_Fragmento_:
Aurora Nacarino-Brabo-El Español

 

En España ya no se puede hablar en serio sobre nada. La conversación pública es un diálogo de sordos protagonizado por una sucesión de temas que estallan y alcanzan su máximo apogeo y desaparecen, por eclipse de un tema nuevo, en el plazo de una semana.

La agenda mediática se escribe al dictado del Gobierno, salvo concurso de alguna desgracia en la que se atisbe rentabilidad política: el asesinato de un muchacho homosexual justifica manifestaciones contra Isabel Díaz Ayuso, el apuñalamiento de un joven a manos de una banda latina da alas al discurso xenófobo. La agresión de un colombiano con antecedentes a un enfermero que le recordó su obligación de llevar mascarilla en el metro se ha convertido en un enfrentamiento entre defensores de la sanidad pública y contrarios a la inmigración.

_Lo que se pide_: Según el fragmento, ¿en qué plazo desaparecen los temas que protagonizan la conversación pública en España?

_Datos extraídos_:
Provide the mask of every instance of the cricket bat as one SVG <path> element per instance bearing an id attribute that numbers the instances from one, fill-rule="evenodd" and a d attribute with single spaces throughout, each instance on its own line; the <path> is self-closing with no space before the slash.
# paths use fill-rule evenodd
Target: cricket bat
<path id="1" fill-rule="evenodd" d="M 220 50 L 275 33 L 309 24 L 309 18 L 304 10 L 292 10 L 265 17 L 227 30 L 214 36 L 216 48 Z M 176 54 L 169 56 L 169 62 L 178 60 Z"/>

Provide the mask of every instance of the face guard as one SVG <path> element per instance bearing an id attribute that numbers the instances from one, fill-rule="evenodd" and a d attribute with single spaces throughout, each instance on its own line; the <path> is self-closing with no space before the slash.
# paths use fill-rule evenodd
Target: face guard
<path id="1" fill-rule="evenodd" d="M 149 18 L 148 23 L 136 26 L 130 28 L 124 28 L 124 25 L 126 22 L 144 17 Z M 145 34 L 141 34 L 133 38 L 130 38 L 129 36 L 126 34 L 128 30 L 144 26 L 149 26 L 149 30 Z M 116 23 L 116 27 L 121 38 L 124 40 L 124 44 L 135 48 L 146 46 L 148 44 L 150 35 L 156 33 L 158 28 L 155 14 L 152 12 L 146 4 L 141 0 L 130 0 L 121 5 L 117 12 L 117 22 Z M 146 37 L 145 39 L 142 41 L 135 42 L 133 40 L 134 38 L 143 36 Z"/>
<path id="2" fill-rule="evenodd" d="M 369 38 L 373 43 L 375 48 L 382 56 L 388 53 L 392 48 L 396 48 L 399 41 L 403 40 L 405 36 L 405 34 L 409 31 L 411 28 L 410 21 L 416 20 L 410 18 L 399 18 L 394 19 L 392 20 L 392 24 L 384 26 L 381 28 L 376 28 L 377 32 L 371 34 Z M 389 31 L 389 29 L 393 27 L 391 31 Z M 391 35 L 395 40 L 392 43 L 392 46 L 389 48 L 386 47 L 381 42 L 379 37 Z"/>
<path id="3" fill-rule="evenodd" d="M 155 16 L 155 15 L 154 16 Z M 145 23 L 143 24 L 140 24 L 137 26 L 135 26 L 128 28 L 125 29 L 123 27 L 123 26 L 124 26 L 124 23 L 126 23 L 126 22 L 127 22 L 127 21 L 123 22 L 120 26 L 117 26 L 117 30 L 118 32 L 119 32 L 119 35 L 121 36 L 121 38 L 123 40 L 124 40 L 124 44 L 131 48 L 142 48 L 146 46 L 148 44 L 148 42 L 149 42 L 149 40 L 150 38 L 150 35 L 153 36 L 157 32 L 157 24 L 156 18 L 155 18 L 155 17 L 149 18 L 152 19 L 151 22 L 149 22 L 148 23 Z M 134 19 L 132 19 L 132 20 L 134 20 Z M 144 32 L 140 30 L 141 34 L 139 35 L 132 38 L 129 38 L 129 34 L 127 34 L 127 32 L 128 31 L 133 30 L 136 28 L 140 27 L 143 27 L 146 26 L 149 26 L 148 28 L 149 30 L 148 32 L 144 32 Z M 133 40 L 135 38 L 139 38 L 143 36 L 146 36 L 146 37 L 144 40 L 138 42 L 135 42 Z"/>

_Respuesta_: En el plazo de una semana, eclipsados por un tema nuevo.